__Необходимые действия__.
a) Перечислите, пожалуйста, все названия улиц, площадей, проспектов, парков и кинотеатров, которые упоминаются в отрывке.
b) Перепишите дословно часть отрывка между «Онлайн книга - Москва» и «температуры и давления.», включая оба этих места.

__Приведённый отрывок__.
------------------------------------------------------------------------

Москва и жизнь - читать онлайн книгу. Автор: Юрий Лужков cтр.№ 11

читать книги онлайн бесплатно
 
 

Онлайн книга - Москва и жизнь | Автор книги - Юрий Лужков

Cтраница 11
читать онлайн книги бесплатно

Экзамены сдал без проблем, набрал больше проходного балла и стал студентом нефтехимического факультета. Специальность — инженер-механик по автоматизации нефтепереработки — считалась совершенно новой, поскольку на предприятиях нефтехимии применялись лишь приборы для замера температуры и давления.

Система контроля и анализа находилась в зачаточном состоянии, хотя идеи бродили в головах ученых и производственников. Необходимость автоматизации химического производства назрела, но теперь-то я понимаю, автоматизация тогда могла основываться только на механических и электрических системах, так как электроника едва начинала свой путь на заводах.

Студенческая жизнь началась бурно. Как всегда, резкий переход от обязательного посещения школы к необязательному вроде бы посещению института сыграл не очень хорошую шутку. Тогда ведь такого контроля за посещением, какой ввели позже, попросту не существовало. Староста отмечал в журнале присутствие студентов, редкий преподаватель перепроверял его. Конечно, мы тут же начали пользоваться предоставленной свободой, попросту прогуливали лекции. Уходишь из дома как бы на занятия, а сам в кинотеатр «Авангард» на Октябрьской площади в бывшей церкви. Или с друзьями идешь в парк Горького с пивными, благо он рядом с институтом. Чтобы в него попасть, даже не надо переходить на другую сторону Большой Калужской, не названной тогда Ленинским проспектом.

Студенческая жизнь захватила полностью. Особенно если учесть, что в мужских школах девчонки не учились, а тут мы оказались рядом с ними. Влюблялся часто и безнадежно. По вечерам устраивались танцы, хотя ходили на них бог знает в чем. Я, как писал выше, четыре года проходил в трофейном полупальто. Причем таких бюргерских размеров, что в него могло поместиться двое Лужковых, хотя я вырос далеко не худеньким. Но пальто висело, как на скелете.

Еле-еле одолел первый курс, что вполне понятно при таком отношении к учебе. Думаю, закончил только благодаря хорошей подготовке по математике в школе. В институте учеба давалась легче. Две ночи не поспишь, поучишь в круглосуточном режиме — и твердая троечка обеспечена.

С метлой, ломом и лопатой

В первом семестре платили за обучение. При Хрущеве высшее образование ввели бесплатное. В нашем институте выдавали всем студентам, кто учился без троек, стипендию. На первом курсе — 300 рублей, с каждым годом она повышалась.

------------------------------------------------------------------------

__Материалы__.
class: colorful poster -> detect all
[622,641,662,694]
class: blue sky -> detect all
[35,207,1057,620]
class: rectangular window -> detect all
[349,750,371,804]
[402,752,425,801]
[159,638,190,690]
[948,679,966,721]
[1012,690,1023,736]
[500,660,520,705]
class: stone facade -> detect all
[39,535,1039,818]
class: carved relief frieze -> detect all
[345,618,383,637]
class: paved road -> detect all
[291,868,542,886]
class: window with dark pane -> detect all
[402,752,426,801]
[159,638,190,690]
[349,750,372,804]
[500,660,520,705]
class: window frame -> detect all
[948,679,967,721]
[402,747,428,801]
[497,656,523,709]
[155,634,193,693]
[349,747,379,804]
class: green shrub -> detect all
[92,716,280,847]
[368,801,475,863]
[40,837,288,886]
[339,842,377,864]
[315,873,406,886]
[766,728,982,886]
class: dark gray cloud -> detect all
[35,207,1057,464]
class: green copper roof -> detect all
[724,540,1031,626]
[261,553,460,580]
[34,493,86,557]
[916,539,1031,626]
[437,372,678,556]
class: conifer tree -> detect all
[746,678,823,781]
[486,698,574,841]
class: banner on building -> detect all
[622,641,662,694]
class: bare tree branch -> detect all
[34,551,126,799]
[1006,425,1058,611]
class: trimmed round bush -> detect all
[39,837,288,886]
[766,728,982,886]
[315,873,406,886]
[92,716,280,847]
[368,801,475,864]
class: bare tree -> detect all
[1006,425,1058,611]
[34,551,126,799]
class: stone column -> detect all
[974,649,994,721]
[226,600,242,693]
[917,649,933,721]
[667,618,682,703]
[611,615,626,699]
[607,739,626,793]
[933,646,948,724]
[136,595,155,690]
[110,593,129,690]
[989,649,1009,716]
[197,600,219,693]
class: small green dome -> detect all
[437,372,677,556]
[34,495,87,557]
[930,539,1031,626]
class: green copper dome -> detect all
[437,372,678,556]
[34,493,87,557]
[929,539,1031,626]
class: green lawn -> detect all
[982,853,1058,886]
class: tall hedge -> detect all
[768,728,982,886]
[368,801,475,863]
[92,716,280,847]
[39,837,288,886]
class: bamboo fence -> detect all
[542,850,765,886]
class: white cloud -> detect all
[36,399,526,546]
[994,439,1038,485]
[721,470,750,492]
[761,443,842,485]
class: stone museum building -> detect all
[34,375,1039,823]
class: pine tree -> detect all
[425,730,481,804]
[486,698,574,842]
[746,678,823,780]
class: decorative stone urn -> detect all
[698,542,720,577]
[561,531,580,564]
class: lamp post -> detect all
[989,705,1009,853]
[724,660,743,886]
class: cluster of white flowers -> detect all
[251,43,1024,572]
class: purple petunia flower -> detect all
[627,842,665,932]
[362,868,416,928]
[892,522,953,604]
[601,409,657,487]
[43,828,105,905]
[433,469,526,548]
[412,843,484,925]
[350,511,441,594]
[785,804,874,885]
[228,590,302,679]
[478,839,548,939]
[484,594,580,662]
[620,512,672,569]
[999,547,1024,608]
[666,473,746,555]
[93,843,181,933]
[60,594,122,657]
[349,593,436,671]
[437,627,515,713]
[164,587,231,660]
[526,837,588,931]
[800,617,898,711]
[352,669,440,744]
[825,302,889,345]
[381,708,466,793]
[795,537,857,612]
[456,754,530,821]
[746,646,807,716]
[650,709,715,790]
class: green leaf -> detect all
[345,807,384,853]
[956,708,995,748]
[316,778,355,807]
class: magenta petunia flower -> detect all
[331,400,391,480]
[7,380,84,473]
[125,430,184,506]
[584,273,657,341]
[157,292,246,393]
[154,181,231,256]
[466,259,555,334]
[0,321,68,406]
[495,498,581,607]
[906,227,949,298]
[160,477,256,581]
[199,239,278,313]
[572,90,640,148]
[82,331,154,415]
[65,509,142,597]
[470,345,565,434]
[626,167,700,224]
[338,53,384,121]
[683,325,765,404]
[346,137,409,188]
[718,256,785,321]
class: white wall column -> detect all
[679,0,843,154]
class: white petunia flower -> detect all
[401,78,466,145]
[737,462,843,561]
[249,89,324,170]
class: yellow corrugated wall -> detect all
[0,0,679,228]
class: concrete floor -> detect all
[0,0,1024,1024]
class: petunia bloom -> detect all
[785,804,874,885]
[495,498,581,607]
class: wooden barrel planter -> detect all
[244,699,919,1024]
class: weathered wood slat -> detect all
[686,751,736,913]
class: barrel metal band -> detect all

------------------------------------------------------------------------

__Решения__.
a) кинотеатр «Авангард», Октябрьская площадь, парк Горького, Большая Калужская, Ленинский проспект

b)
Онлайн книга - Москва и жизнь | Автор книги - Юрий Лужков

Cтраница 11
читать онлайн книги бесплатно

Экзамены сдал без проблем, набрал больше проходного балла и стал студентом нефтехимического факультета. Специальность — инженер-механик по автоматизации нефтепереработки — считалась совершенно новой, поскольку на предприятиях нефтехимии применялись лишь приборы для замера температуры и давления.